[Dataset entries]
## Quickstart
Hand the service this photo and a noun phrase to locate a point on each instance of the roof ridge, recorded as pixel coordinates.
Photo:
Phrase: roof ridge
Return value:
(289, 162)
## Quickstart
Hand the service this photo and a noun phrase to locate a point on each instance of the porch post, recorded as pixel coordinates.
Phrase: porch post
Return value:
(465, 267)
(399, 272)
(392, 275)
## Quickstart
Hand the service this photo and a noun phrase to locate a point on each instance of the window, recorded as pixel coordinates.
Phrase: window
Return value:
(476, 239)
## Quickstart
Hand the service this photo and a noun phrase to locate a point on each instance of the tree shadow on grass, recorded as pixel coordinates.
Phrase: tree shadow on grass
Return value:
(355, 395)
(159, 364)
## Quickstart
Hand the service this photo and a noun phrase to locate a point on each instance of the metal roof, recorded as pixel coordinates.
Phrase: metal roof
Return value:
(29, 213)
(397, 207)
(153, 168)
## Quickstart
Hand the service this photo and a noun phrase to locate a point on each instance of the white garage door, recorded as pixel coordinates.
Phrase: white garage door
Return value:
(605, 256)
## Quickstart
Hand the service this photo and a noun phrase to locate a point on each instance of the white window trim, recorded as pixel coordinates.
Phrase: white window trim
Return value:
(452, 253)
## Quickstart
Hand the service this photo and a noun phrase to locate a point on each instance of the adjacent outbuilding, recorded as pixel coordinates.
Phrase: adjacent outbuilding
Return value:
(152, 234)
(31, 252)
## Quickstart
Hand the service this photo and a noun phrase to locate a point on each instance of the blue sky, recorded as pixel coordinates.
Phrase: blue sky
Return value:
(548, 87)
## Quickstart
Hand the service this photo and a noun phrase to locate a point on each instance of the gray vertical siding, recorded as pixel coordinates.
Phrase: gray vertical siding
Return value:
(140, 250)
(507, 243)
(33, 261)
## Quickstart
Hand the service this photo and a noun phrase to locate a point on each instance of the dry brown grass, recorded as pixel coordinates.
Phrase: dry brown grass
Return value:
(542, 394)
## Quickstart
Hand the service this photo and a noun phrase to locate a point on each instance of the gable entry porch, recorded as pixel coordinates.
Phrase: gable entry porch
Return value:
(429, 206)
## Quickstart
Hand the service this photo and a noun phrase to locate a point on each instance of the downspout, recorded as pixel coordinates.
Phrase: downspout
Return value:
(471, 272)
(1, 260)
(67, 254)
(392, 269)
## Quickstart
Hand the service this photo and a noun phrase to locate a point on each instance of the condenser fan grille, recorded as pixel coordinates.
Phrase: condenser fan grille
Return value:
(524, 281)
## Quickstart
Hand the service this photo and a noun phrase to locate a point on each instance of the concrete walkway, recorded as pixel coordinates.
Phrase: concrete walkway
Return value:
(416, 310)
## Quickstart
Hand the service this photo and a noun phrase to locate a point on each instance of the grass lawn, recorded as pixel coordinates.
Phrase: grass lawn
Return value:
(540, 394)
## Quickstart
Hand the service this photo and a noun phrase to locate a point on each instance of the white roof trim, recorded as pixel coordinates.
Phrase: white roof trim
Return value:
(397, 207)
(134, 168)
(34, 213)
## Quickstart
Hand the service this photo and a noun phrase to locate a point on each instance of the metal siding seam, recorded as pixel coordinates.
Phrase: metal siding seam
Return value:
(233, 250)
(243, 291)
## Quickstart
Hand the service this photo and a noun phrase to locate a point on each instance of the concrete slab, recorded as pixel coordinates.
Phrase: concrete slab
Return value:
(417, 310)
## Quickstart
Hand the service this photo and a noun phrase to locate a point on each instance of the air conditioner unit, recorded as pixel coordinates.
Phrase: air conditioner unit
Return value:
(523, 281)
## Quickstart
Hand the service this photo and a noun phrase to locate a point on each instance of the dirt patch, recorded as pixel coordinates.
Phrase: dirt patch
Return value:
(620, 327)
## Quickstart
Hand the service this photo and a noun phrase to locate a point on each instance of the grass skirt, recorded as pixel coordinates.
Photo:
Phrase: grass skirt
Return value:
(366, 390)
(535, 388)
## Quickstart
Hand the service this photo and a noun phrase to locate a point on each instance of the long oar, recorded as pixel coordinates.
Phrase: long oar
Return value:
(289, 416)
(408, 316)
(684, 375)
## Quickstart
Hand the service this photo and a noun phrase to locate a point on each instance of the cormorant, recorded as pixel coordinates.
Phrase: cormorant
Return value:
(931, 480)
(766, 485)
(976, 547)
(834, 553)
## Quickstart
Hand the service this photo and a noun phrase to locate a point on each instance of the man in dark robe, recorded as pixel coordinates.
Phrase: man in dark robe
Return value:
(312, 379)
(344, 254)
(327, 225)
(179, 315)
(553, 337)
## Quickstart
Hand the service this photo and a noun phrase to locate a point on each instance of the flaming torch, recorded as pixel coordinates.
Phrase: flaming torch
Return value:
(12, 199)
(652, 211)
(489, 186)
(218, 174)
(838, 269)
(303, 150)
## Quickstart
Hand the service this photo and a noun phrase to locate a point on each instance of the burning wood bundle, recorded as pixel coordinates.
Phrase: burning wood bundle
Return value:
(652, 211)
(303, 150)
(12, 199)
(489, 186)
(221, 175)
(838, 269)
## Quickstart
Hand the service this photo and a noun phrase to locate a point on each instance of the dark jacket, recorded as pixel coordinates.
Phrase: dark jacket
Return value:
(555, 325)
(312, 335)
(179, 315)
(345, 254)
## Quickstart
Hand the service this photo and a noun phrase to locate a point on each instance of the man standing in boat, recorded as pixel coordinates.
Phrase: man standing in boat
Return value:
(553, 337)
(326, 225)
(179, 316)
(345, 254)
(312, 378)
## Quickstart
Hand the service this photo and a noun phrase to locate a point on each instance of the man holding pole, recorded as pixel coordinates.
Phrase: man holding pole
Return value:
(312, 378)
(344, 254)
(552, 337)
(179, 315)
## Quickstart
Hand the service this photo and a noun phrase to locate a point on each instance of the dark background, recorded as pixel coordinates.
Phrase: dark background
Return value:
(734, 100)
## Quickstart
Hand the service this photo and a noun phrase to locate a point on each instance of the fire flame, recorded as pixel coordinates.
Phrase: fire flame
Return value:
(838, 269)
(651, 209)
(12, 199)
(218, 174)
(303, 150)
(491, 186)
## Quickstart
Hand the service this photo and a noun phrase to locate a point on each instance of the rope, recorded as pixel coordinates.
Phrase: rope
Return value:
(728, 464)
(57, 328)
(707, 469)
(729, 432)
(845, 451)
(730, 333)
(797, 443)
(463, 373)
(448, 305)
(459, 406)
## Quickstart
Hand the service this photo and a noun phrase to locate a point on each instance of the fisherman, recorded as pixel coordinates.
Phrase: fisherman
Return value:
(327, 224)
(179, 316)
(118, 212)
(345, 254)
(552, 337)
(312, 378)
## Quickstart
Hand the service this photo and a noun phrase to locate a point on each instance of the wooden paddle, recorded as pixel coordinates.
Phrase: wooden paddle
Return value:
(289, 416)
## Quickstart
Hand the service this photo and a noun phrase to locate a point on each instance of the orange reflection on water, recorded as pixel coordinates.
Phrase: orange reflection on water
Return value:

How to complete this task = Every entry above should be duplicated exactly.

Solution =
## Quickstart
Hand the service this photo and a noun phrase to locate a point on each instance of the roof ridge, recorded as pixel coordinates.
Photo:
Phrase: roof ridge
Return value:
(289, 162)
## Quickstart
Hand the service this photo and a noun phrase to locate a point on each instance of the porch post, recorded as pixel coordinates.
Phrase: porch post
Return value:
(465, 267)
(399, 272)
(392, 275)
## Quickstart
Hand the service this photo and a noun phrase to locate a point on each instance of the window, recorded as pixel coordinates.
Phrase: window
Return value:
(476, 239)
## Quickstart
Hand the service this photo and a noun phrase to locate a point on each instance of the tree shadow on grass, recorded as pixel coordinates.
Phrase: tree shadow on grass
Return value:
(355, 395)
(159, 364)
## Quickstart
Hand the service this photo and a noun phrase to locate a point on each instance of the metal roof, recorded as pixel coordinates.
Phrase: metal roof
Return value:
(29, 213)
(397, 207)
(153, 168)
## Quickstart
Hand the service this photo and a noun phrase to locate a point on each instance of the white garage door, recorded as pixel coordinates.
Phrase: white garage door
Return value:
(605, 256)
## Quickstart
Hand the service this photo and a noun phrase to locate a point on each instance of the white window trim, recorded as pixel coordinates.
Phrase: white window trim
Return value:
(452, 253)
## Quickstart
Hand the service this photo and a noun phrase to locate a point on each instance of the adjacent outbuilding, recorded as pixel coordinates.
Phrase: adjacent outbuilding
Return value:
(152, 234)
(31, 252)
## Quickstart
Hand the service this photo and a noun phrase to locate a point on each instance of the blue sky, recorded as pixel coordinates.
Phrase: blue sky
Return value:
(548, 87)
## Quickstart
Hand the service this photo and a noun phrase to locate a point on each instance of the gray vertical siding, recorded as pixel coordinates.
Phrase: gray vertical siding
Return value:
(140, 250)
(507, 243)
(33, 261)
## Quickstart
Hand the service this photo and a noun phrase to locate a point on each instance of the dry brown grass, recorded as pixel coordinates.
Phrase: dry brown grass
Return value:
(542, 394)
## Quickstart
Hand the service this photo and a noun phrase to locate a point on each instance of the gable entry porch, recorded as pixel coordinates.
Phrase: gable entry porch
Return value:
(429, 206)
## Quickstart
Hand the service this photo and a noun phrase to locate a point on each instance of the downspout, recorded as pixel coordinates.
Phrase: downspout
Return value:
(471, 272)
(1, 260)
(67, 254)
(392, 269)
## Quickstart
Hand the service this photo and a noun phrase to locate a point on each instance of the condenser fan grille, recorded as pixel coordinates.
Phrase: condenser fan grille
Return value:
(524, 281)
## Quickstart
Hand the service this photo and a noun phrase to locate a point on each instance of the concrete walkway, recorded as pixel coordinates.
Phrase: concrete walkway
Return value:
(416, 310)
## Quickstart
Hand the service this photo and a noun phrase to locate a point on each instance of the grass lawn, recorded as pixel coordinates.
Phrase: grass lawn
Return value:
(540, 394)
## Quickstart
Hand the service this photo and a noun phrase to locate a point on each instance of the white roof trim, recorded as pixel coordinates.
Phrase: white roof trim
Return value:
(397, 207)
(134, 168)
(34, 213)
## Quickstart
Hand the service this photo and a noun phrase to locate a point on each instance of the metal siding seam, recorded as pixel coordinates.
Phrase: metal siding seam
Return value:
(233, 250)
(243, 291)
## Quickstart
Hand the service this photo and a noun phrase to locate a point on each instance of the concrete slab, recorded as pixel coordinates.
Phrase: concrete slab
Return value:
(417, 310)
## Quickstart
Hand the service this photo and a noun phrase to locate a point on each instance of the air conditioner unit, recorded as pixel coordinates.
Phrase: air conditioner unit
Return value:
(523, 281)
## Quickstart
Hand the service this photo and a noun phrase to locate a point on each instance of the dirt patch, recorded as pixel coordinates.
Phrase: dirt patch
Return value:
(620, 327)
## Quickstart
Hand the service this photo and a noun phrase to locate a point on each instance of the grass skirt, recorded as pixel coordinates.
Photo:
Phrase: grass skirt
Return value:
(366, 390)
(535, 388)
## Quickstart
Hand the service this photo and a noun phrase to locate a point on each instance of the long oar, recorded as pixel coordinates.
Phrase: long oar
Return value:
(289, 416)
(408, 316)
(684, 375)
## Quickstart
Hand the service this photo and a noun phrase to locate a point on each instance of the cormorant, recorded as pixel coordinates.
Phrase: cormorant
Return value:
(931, 480)
(766, 485)
(976, 547)
(834, 553)
## Quickstart
Hand the service this photo and a noun phrase to locate a point on each instance of the man in dark robe, recorded as pixel coordinates.
Phrase: man in dark robe
Return value:
(312, 379)
(344, 254)
(327, 225)
(179, 315)
(553, 337)
## Quickstart
Hand the service this photo and a noun phrase to locate a point on each instance of the flaming torch, recorded as pixel coordinates.
Phrase: flaming torch
Return value:
(12, 199)
(652, 211)
(489, 186)
(218, 174)
(838, 269)
(303, 150)
## Quickstart
Hand the service this photo and a noun phrase to locate a point on each instance of the burning wood bundle, recorded as pixel coordinates.
Phrase: burning wood bundle
Return value:
(652, 211)
(303, 150)
(12, 199)
(489, 186)
(221, 175)
(838, 269)
## Quickstart
Hand the service this photo and a noun phrase to locate a point on each instance of the dark jacket, recorded as pixel coordinates.
Phrase: dark jacket
Return value:
(555, 325)
(312, 335)
(179, 315)
(345, 254)
## Quickstart
Hand the service this photo and a noun phrase to locate a point on each instance of the man standing in boat, recorded as pixel coordinates.
Phrase: man standing in boat
Return value:
(553, 337)
(326, 225)
(179, 316)
(345, 254)
(312, 378)
## Quickstart
Hand the service this photo and a noun phrase to locate a point on each instance of the man holding pole, recorded as pixel coordinates.
Phrase: man holding pole
Return value:
(312, 378)
(344, 254)
(552, 337)
(179, 315)
## Quickstart
Hand the service this photo and a noun phrase to locate a point on each instance of the dark background, recorded as pixel coordinates.
Phrase: dark background
Return value:
(734, 100)
## Quickstart
Hand the service this photo and a noun phrase to locate a point on each instance of the fire flame, recorded as pixel coordinates.
Phrase: fire flame
Return value:
(838, 269)
(651, 209)
(12, 199)
(218, 174)
(303, 150)
(491, 186)
## Quickstart
Hand the service this photo and a noun phrase to locate a point on each instance of the rope, recorded as pixel coordinates.
Phrase: rope
Return value:
(728, 464)
(57, 328)
(707, 469)
(729, 432)
(845, 451)
(730, 333)
(797, 443)
(463, 373)
(448, 305)
(459, 406)
## Quickstart
Hand the service this photo and a noun phrase to locate a point on each instance of the fisherman, recorded as pixel coordinates.
Phrase: fisherman
Return value:
(327, 224)
(179, 316)
(118, 212)
(345, 254)
(552, 337)
(312, 378)
## Quickstart
Hand the service this photo and a noun phrase to locate a point on each instance of the wooden paddle, recorded as pixel coordinates.
Phrase: wooden paddle
Return value:
(289, 416)
## Quickstart
Hand the service this photo and a noun phrase to locate a point on each instance of the orange reflection on water, recorded as pixel coordinates.
Phrase: orange reflection on water
Return value:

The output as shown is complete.